▸ What is needed: Could you render the lines below as a numbered list, starting at the line containing "Consider the photo above. For every instance of the colorful" and running through the final line, with both included and any blank lines left out?

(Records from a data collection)

########################################

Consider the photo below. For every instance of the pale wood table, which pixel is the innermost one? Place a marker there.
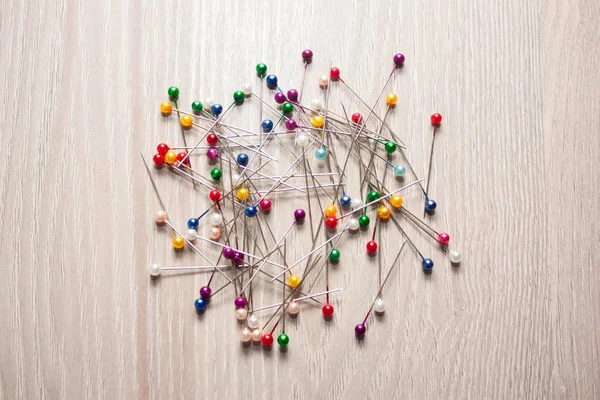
(515, 174)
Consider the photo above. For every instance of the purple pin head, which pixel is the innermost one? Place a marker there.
(399, 60)
(228, 253)
(360, 329)
(293, 95)
(212, 154)
(279, 98)
(307, 56)
(299, 215)
(240, 302)
(205, 292)
(290, 124)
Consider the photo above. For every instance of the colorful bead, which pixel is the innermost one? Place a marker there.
(173, 92)
(334, 255)
(327, 310)
(283, 340)
(384, 212)
(330, 211)
(391, 99)
(178, 242)
(318, 121)
(243, 194)
(166, 108)
(216, 174)
(170, 157)
(396, 201)
(294, 281)
(186, 121)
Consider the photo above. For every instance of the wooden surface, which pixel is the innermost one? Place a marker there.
(515, 174)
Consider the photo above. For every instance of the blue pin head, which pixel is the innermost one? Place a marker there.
(243, 159)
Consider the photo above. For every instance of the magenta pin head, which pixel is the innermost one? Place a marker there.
(399, 60)
(205, 292)
(360, 329)
(228, 253)
(280, 98)
(212, 154)
(293, 95)
(307, 56)
(290, 124)
(299, 215)
(443, 238)
(240, 302)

########################################

▸ Written answer:
1. Consider the photo above. For every instance of the colorful bead, which pixel is the innermost one? Place a marker there.
2. (173, 92)
3. (334, 255)
4. (327, 310)
5. (283, 340)
6. (384, 212)
7. (330, 211)
8. (391, 99)
9. (178, 242)
10. (318, 121)
11. (243, 194)
12. (166, 108)
13. (216, 174)
14. (170, 157)
15. (396, 201)
16. (294, 281)
17. (186, 121)
18. Consider the photo above. For every instance of the wooden surface, which pixel is the innermost one? Place a marker there.
19. (515, 174)
20. Consider the photo above. For every instance of the blue pin head, which pixel is the innermost one? Place a marker there.
21. (243, 159)
22. Consider the photo above. For every instance of the magenta pin head, which pixel is the innermost one? Place a marker there.
23. (399, 60)
24. (205, 292)
25. (360, 329)
26. (228, 253)
27. (280, 98)
28. (212, 154)
29. (293, 95)
30. (307, 56)
31. (290, 124)
32. (299, 215)
33. (443, 238)
34. (240, 302)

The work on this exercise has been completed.